EXTRACTED INFORMATION =
####

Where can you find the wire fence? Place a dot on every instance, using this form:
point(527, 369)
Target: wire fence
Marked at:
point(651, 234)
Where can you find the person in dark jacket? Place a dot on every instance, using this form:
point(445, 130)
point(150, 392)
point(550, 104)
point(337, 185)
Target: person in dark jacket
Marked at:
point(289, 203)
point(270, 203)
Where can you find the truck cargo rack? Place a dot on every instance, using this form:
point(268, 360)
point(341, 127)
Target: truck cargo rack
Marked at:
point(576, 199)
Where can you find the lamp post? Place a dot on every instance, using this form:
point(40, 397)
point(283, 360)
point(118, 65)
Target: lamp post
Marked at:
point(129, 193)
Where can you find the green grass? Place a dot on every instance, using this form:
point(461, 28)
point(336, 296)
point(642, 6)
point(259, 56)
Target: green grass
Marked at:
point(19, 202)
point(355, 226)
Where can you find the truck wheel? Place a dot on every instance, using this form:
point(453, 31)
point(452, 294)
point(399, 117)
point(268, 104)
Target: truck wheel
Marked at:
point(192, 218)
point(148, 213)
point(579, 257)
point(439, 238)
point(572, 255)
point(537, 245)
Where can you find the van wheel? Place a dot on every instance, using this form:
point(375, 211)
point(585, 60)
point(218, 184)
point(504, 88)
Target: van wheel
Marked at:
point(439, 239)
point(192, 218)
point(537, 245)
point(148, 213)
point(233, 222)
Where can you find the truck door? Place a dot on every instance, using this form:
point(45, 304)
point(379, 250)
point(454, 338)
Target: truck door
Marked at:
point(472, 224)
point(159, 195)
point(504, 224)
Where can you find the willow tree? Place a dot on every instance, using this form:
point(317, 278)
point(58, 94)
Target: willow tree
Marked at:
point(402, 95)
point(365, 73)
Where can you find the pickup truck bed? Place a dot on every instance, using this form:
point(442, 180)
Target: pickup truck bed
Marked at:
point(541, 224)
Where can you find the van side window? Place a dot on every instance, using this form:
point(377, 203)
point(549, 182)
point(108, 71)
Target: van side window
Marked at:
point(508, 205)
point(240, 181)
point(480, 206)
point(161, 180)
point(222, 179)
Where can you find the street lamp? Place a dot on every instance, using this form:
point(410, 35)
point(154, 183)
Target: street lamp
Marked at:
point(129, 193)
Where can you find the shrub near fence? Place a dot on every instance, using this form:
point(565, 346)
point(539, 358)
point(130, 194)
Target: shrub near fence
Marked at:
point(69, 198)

####

Recast the part of the listing that opens with the line containing "Where can you find the pickup" and closes with the listing's last line as a Markdown table with two columns, Row and Listing line. Number each row and leave out blank lines.

| Row | Listing line |
|---|---|
| 1 | Where can you find the pickup truck bed? Place a dot on every instance, using this form: |
| 2 | point(442, 180) |
| 3 | Target: pickup truck bed |
| 4 | Marked at: |
| 5 | point(541, 224) |
| 6 | Where can you find the van side window? Place a dot on every instance, using this form: |
| 7 | point(377, 203) |
| 8 | point(549, 182) |
| 9 | point(108, 71) |
| 10 | Target: van side window |
| 11 | Marked at: |
| 12 | point(508, 205) |
| 13 | point(240, 181) |
| 14 | point(480, 206) |
| 15 | point(161, 180) |
| 16 | point(222, 179) |
| 17 | Where can you find the street lamp? Place a dot on every instance, using this form: |
| 18 | point(410, 35) |
| 19 | point(154, 183) |
| 20 | Target: street lamp |
| 21 | Marked at: |
| 22 | point(129, 193) |
| 23 | Where can you find the shrub near fence? Place a dot on every instance, using this form: |
| 24 | point(565, 346) |
| 25 | point(539, 358) |
| 26 | point(130, 194) |
| 27 | Target: shrub near fence |
| 28 | Marked at: |
| 29 | point(69, 198) |